▸ GOAL OF THE EXERCISE: Repeat precisely, and only, the lines between the line containing "negative clicks: (16, 217) (26, 208)" and the end of the listing below, both ends included.

· · · ·

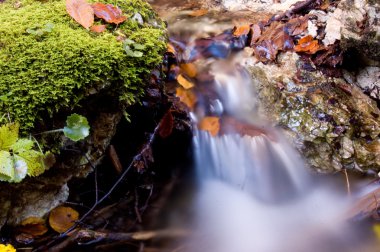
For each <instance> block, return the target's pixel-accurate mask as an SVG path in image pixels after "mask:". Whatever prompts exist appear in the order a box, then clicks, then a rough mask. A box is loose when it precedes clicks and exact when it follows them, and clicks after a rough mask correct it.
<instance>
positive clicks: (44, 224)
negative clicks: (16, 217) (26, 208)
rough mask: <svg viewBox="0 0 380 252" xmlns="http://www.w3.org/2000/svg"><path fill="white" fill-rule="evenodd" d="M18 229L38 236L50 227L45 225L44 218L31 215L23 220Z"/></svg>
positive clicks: (44, 220)
mask: <svg viewBox="0 0 380 252" xmlns="http://www.w3.org/2000/svg"><path fill="white" fill-rule="evenodd" d="M17 231H18V232H21V233H24V234H28V235H31V236H33V237H36V236H40V235H43V234H45V233H46V232H47V231H48V228H47V227H46V225H45V220H44V219H42V218H39V217H29V218H26V219H25V220H23V221H22V222H21V226H20V227H18V228H17Z"/></svg>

· · · ·

▸ THE ANSWER:
negative clicks: (16, 217) (26, 208)
rough mask: <svg viewBox="0 0 380 252" xmlns="http://www.w3.org/2000/svg"><path fill="white" fill-rule="evenodd" d="M18 229L38 236L50 227L45 225L44 218L31 215L23 220Z"/></svg>
positive clicks: (44, 220)
mask: <svg viewBox="0 0 380 252" xmlns="http://www.w3.org/2000/svg"><path fill="white" fill-rule="evenodd" d="M17 231H18V232H21V233H24V234H28V235H31V236H33V237H36V236H40V235H43V234H45V233H46V232H47V231H48V228H47V227H46V225H45V220H44V219H42V218H39V217H29V218H26V219H25V220H23V221H22V222H21V226H20V227H18V228H17Z"/></svg>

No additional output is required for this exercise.